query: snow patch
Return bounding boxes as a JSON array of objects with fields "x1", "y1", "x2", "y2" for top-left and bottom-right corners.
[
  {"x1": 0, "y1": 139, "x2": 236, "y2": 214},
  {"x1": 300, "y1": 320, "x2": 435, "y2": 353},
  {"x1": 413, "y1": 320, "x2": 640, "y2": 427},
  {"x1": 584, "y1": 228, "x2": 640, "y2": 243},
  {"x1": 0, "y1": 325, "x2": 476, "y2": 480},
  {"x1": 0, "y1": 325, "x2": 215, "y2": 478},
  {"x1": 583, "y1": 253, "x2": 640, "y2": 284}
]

= Goal of the exercise =
Print all of the material above again, line for line, with nothing changed.

= Written reply =
query: snow patch
Return bounding boxes as a JSON array of objects with fields "x1", "y1", "x2", "y2" for top-left and bottom-right corners.
[
  {"x1": 0, "y1": 139, "x2": 236, "y2": 214},
  {"x1": 300, "y1": 320, "x2": 435, "y2": 353},
  {"x1": 413, "y1": 320, "x2": 640, "y2": 427},
  {"x1": 584, "y1": 228, "x2": 640, "y2": 243},
  {"x1": 0, "y1": 325, "x2": 476, "y2": 480},
  {"x1": 0, "y1": 325, "x2": 215, "y2": 478},
  {"x1": 583, "y1": 253, "x2": 640, "y2": 284}
]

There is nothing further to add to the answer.